↓↓↓

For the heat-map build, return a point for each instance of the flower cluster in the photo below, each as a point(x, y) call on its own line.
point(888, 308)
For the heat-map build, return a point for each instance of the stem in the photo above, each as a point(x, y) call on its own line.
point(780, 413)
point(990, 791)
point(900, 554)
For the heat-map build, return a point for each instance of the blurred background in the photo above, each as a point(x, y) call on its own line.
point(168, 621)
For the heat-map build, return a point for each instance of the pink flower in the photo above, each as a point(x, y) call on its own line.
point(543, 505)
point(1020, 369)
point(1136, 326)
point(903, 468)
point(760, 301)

↑↑↑
↓↓↓

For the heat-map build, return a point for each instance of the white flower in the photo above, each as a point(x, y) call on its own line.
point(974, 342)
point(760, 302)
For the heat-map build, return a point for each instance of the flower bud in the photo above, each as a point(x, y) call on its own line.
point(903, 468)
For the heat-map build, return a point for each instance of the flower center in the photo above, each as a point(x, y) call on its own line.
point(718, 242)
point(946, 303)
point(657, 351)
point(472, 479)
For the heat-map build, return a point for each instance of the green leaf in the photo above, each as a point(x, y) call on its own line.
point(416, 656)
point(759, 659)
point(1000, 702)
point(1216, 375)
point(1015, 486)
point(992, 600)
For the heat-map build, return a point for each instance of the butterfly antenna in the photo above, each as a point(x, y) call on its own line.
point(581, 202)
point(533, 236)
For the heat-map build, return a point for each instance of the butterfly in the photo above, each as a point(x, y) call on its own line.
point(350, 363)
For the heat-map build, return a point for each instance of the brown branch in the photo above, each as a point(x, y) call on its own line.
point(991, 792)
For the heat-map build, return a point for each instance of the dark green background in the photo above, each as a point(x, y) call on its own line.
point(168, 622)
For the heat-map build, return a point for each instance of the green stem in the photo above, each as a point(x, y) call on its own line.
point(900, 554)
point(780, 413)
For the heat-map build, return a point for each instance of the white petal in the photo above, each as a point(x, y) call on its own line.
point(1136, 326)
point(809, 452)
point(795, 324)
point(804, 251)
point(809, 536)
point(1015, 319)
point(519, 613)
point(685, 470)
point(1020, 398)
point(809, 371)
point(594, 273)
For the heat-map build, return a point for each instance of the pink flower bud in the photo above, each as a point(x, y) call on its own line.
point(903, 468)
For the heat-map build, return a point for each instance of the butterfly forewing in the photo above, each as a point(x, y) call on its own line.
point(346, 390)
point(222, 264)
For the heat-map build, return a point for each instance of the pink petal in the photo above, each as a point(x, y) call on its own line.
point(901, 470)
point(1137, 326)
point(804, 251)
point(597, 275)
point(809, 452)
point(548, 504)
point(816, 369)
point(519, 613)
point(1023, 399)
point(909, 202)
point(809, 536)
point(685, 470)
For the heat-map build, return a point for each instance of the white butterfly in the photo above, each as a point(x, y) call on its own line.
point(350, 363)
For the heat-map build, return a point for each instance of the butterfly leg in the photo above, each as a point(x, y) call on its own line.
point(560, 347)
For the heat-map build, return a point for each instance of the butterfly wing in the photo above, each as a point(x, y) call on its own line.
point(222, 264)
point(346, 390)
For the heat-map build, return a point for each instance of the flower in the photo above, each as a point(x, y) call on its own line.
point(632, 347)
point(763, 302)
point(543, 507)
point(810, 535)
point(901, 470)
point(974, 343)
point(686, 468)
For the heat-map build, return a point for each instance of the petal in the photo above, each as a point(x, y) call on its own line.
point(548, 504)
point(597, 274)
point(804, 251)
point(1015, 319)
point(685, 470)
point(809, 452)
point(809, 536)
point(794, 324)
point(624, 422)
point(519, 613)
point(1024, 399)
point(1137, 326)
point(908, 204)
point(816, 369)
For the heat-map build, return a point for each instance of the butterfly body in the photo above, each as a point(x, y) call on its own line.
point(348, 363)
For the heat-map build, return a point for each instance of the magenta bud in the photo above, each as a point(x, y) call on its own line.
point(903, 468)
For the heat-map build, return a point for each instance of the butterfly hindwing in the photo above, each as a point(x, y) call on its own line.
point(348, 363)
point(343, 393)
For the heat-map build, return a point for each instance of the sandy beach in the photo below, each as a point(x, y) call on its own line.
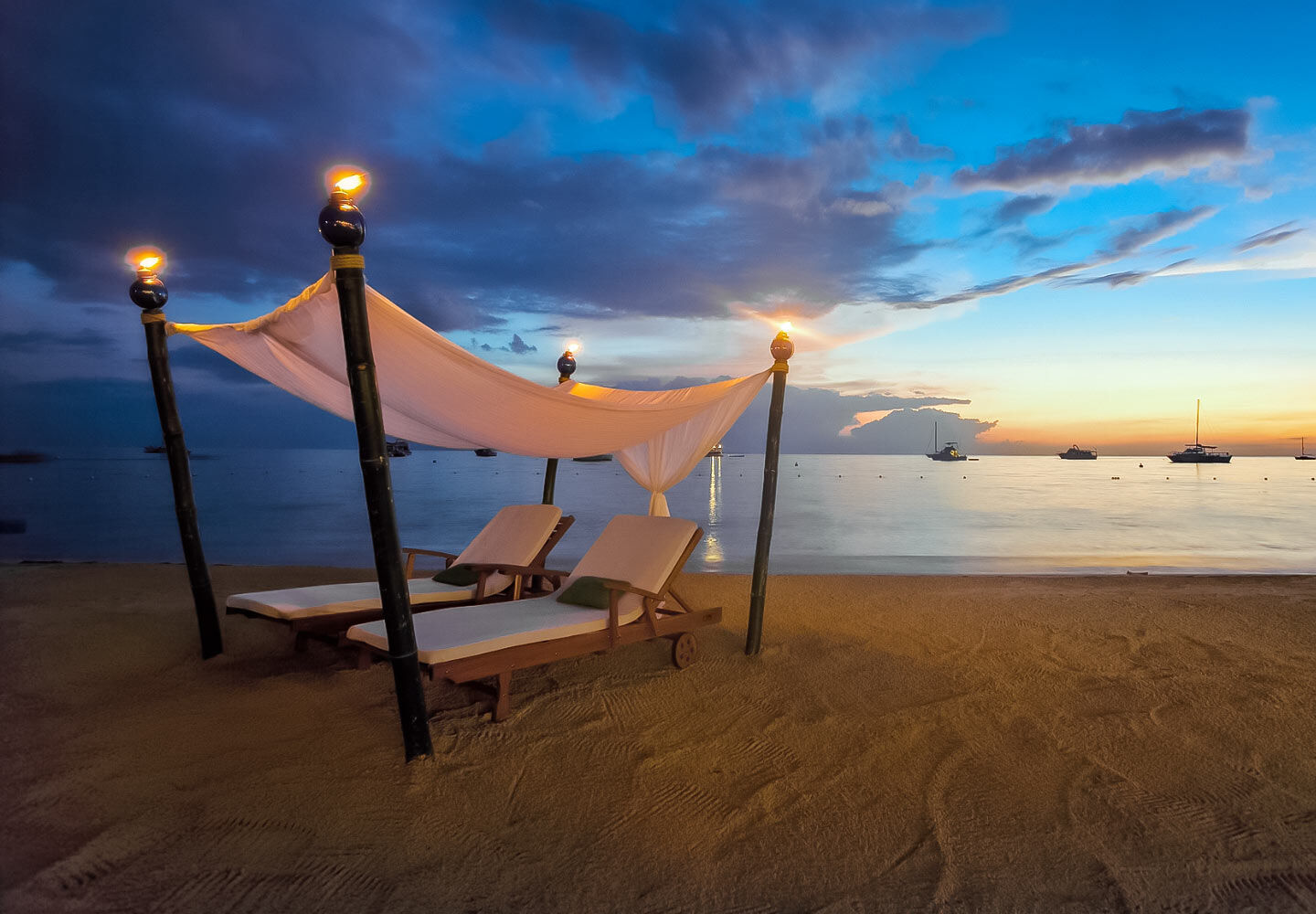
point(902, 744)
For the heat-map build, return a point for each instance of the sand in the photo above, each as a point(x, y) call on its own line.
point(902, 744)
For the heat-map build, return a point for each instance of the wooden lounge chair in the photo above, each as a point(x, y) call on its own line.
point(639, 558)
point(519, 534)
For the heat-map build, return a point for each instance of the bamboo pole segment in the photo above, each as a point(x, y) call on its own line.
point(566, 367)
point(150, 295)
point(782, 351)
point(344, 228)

↑↑↑
↓↓↓

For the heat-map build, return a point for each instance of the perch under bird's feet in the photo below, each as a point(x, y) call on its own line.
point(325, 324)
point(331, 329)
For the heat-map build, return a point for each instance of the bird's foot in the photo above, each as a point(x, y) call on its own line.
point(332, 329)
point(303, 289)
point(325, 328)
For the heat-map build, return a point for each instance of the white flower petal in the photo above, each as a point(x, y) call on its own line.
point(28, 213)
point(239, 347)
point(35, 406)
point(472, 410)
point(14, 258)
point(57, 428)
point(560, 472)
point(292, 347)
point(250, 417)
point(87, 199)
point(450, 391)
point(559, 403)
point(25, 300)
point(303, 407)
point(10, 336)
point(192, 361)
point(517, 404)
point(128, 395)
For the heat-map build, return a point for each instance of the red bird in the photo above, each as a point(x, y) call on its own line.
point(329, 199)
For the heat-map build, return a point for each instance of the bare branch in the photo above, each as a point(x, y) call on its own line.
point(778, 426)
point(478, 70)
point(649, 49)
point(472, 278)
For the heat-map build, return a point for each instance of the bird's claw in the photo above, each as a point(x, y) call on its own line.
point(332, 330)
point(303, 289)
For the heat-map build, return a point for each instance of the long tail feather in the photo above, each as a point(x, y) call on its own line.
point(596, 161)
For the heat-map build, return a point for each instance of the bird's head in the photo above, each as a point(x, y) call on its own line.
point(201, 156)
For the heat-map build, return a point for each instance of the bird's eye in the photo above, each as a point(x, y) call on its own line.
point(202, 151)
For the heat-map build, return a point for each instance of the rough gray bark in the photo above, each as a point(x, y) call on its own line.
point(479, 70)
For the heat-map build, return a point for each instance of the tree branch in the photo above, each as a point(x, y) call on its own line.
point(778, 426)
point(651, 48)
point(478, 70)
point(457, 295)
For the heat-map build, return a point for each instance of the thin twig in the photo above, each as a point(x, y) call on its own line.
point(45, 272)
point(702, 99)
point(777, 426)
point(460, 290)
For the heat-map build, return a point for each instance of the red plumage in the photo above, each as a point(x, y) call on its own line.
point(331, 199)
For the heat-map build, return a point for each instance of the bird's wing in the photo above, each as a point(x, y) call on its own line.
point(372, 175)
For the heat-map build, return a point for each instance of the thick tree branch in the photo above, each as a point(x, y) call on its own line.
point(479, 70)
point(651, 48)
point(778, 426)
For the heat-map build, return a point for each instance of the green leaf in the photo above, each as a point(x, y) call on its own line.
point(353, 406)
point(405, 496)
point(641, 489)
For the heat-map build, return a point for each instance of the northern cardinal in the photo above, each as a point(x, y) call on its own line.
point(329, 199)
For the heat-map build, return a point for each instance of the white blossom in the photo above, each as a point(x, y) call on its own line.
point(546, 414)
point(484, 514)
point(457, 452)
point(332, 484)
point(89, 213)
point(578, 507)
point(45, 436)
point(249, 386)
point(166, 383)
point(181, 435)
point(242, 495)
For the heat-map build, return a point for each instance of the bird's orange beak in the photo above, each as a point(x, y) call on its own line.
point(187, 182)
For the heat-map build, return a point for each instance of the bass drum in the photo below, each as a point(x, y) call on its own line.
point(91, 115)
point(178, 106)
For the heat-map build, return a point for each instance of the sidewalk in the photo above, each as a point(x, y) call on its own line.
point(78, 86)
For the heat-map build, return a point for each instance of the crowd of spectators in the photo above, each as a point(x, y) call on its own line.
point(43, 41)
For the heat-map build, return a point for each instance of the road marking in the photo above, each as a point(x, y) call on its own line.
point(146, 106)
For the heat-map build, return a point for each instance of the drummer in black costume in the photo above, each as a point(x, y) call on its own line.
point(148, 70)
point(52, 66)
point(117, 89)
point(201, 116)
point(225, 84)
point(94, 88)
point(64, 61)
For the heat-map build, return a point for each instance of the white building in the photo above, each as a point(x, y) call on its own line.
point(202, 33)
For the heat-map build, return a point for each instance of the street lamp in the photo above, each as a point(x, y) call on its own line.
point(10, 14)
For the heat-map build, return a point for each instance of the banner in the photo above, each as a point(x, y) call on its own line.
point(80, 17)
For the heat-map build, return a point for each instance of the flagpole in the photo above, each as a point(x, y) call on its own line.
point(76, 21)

↑↑↑

● Set problem: Rewrite only the part of the listing above that opens with the line containing "of the street" and closes with the line containing "point(76, 21)", keeping every line. Add 124 to each numeric coordinate.

● Final result:
For the heat-map build, return a point for each instance of the street lamp in the photo above, each as a point(x, y) call on its own line.
point(134, 138)
For the heat-map build, return a point for each instance of the banner in the photo above, each as a point(x, y) call on its own line.
point(204, 141)
For the heat-map build, return a point for each instance of the flagpole in the photo above, each as a point(x, y) call on its own line.
point(200, 145)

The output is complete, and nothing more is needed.